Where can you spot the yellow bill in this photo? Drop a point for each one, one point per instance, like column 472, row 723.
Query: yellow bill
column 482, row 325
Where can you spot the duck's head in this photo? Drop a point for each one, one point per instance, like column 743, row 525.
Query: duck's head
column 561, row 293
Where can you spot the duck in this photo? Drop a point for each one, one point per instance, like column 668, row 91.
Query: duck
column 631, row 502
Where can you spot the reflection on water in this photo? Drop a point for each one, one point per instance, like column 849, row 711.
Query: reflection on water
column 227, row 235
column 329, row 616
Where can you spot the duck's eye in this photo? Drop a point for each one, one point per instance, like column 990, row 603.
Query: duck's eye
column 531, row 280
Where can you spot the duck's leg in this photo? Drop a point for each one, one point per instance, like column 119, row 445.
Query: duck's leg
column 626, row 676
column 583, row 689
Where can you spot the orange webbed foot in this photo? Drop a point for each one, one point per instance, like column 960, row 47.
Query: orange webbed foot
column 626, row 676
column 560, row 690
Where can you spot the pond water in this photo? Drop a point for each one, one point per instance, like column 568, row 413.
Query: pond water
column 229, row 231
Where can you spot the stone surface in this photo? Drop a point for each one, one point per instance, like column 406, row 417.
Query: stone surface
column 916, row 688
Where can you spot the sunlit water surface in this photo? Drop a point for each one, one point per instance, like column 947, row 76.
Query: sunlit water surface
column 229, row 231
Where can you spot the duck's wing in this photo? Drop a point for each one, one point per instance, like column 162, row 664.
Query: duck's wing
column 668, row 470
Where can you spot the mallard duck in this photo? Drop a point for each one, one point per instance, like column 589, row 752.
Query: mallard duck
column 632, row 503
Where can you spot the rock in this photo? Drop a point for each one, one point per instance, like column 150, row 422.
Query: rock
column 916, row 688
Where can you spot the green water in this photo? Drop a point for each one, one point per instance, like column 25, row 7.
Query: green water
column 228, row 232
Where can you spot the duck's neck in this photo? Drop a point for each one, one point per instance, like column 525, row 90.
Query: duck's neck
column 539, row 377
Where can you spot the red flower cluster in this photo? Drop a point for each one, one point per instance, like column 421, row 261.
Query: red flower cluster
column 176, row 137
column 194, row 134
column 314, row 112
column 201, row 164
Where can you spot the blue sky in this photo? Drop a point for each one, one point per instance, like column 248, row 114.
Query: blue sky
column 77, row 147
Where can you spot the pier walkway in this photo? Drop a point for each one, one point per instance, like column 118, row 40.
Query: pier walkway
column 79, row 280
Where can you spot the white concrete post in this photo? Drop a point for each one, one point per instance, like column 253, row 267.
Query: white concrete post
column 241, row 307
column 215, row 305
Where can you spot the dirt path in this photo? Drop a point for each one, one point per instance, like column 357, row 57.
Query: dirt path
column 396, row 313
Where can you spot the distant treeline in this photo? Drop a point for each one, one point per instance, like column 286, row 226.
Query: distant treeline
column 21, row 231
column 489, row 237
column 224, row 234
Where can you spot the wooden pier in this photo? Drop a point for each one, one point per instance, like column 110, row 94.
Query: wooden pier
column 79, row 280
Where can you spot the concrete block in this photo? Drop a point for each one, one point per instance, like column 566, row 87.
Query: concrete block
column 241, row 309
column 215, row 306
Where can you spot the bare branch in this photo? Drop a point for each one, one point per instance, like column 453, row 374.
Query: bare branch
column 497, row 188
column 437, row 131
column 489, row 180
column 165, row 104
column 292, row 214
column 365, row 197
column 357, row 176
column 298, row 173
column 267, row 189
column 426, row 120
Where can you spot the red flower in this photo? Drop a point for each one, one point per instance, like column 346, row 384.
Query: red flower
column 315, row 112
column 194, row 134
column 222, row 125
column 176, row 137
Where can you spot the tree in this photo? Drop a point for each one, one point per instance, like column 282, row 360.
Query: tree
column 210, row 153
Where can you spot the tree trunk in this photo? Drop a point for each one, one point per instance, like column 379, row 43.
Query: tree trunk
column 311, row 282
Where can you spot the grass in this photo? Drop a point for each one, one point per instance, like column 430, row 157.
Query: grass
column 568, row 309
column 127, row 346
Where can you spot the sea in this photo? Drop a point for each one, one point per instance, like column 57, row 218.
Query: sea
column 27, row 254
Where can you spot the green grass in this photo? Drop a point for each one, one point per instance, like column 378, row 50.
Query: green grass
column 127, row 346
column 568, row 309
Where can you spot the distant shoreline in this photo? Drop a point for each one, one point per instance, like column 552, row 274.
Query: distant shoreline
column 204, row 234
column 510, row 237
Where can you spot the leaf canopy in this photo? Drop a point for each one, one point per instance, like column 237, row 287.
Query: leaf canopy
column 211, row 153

══════════════════════════════

• _Your instructions_
Please reproduce the entire listing, exactly as shown.

• _Task output_
Where can you spot the yellow bill in this photo? Drop a point for each one, one point per instance, like column 472, row 723.
Query: yellow bill
column 482, row 325
Where can you spot the duck's head in this photo? Drop a point for each one, one point per instance, like column 743, row 525.
Query: duck's head
column 561, row 293
Where can you spot the duck in this photo? Drop a point for each one, one point per instance, like column 668, row 91.
Query: duck
column 631, row 502
Where can you spot the reflection on water in this photo? Drop a point for each one, one point per instance, like column 849, row 711.
Query: reflection on water
column 227, row 235
column 329, row 616
Where can you spot the duck's eye in this photo? Drop a point for each one, one point per instance, like column 990, row 603.
Query: duck's eye
column 531, row 280
Where can you spot the duck's leg in this photo? Drop a point for each one, one point per instance, like column 119, row 445.
Query: duck's leg
column 626, row 676
column 583, row 689
Where can you spot the orange webbed foot in this photo? Drop a point for each one, one point per instance, like column 960, row 47.
Query: orange webbed foot
column 626, row 676
column 560, row 690
Where can you spot the pond water in this photo? Drop a point for each one, one point per instance, like column 568, row 413.
Query: pond water
column 229, row 231
Where can you spot the stone surface in this photo? Drop a point for each one, one point per instance, like column 406, row 417.
Query: stone surface
column 916, row 688
Where can you spot the sunlit water surface in this photo? Drop a point for each one, one point per instance, like column 947, row 76.
Query: sunlit water surface
column 229, row 231
Where can you spot the duck's wing in this photo? Drop a point for each one, one point per instance, like column 162, row 664.
Query: duck's wing
column 668, row 470
Where can you spot the mallard duck in this photo? Drop a point for each one, one point per instance, like column 589, row 752.
Query: mallard duck
column 632, row 503
Where can you spot the rock in this photo? Drop a point for each one, one point per instance, like column 150, row 422.
Query: rock
column 916, row 688
Where can you spot the green water in this photo? Drop a point for each one, one point per instance, like column 25, row 7.
Query: green water
column 228, row 232
Where can you spot the duck's neck in this photo? Drop a point for each one, one point per instance, like column 525, row 90.
Query: duck's neck
column 539, row 377
Where can you spot the red flower cluster in this photo? Drop a point for each one, one point per instance, like column 421, row 261.
Query: red flower cluster
column 176, row 137
column 194, row 134
column 314, row 112
column 201, row 164
Where can you spot the blue sky in this photo? Drop a point for each one, one point per instance, like column 248, row 114.
Query: blue sky
column 77, row 147
Where can you spot the pier walkway in this photo? Drop a point for each one, one point per instance, like column 118, row 40.
Query: pier walkway
column 79, row 280
Where can you spot the white concrete post in this photo? Drop a point for each one, one point per instance, like column 253, row 267.
Query: white concrete post
column 241, row 307
column 215, row 305
Where can you spot the dirt path in this photo? Drop a point for each one, one point per instance, like column 357, row 57.
Query: dirt path
column 396, row 313
Where can you spot the distant treeline in this photo? Drop a point for each one, one point per instance, like column 286, row 226.
Query: distant treeline
column 21, row 231
column 489, row 237
column 224, row 234
Where can you spot the wooden pier in this photo? Drop a point for each one, one point per instance, like column 110, row 94.
Query: wooden pier
column 79, row 280
Where can you spot the concrete block in this photo? Drop a point for each one, one point per instance, like column 566, row 87.
Query: concrete block
column 241, row 309
column 215, row 306
Where can you spot the bare branch in this photo? Drop a point for each one, one point per instance, like column 453, row 374.
Query: bare branch
column 497, row 188
column 437, row 131
column 489, row 180
column 165, row 104
column 292, row 214
column 365, row 197
column 357, row 176
column 298, row 173
column 267, row 189
column 426, row 120
Where can you spot the red flower in this photo? Drop a point for each one, one point per instance, like column 346, row 384.
Query: red flower
column 315, row 112
column 194, row 134
column 222, row 125
column 176, row 137
Where can you spot the tree in this photo? Drop a point for each one, one point per instance, like column 282, row 360.
Query: tree
column 210, row 153
Where can you spot the tree trunk in this photo? Drop a point for each one, one point per instance, like column 379, row 43.
Query: tree trunk
column 311, row 282
Where can you spot the grass in this photo? Drop a point for each one, one point per instance, like column 430, row 157.
Query: grass
column 568, row 309
column 127, row 346
Where can you spot the sea in this photo? Drop a point for each one, one point per instance, like column 57, row 218.
Query: sea
column 27, row 254
Where can you spot the green grass in this photo? Drop a point for each one, one point per instance, like column 378, row 50.
Query: green grass
column 127, row 346
column 568, row 309
Where can you spot the distant shoreline in this photo? Drop a point for each one, one point per instance, like column 552, row 274.
Query: distant shoreline
column 204, row 234
column 510, row 237
Where can you spot the leaf canopy in this photo? Drop a point for each one, one point per instance, like column 237, row 287.
Query: leaf canopy
column 211, row 153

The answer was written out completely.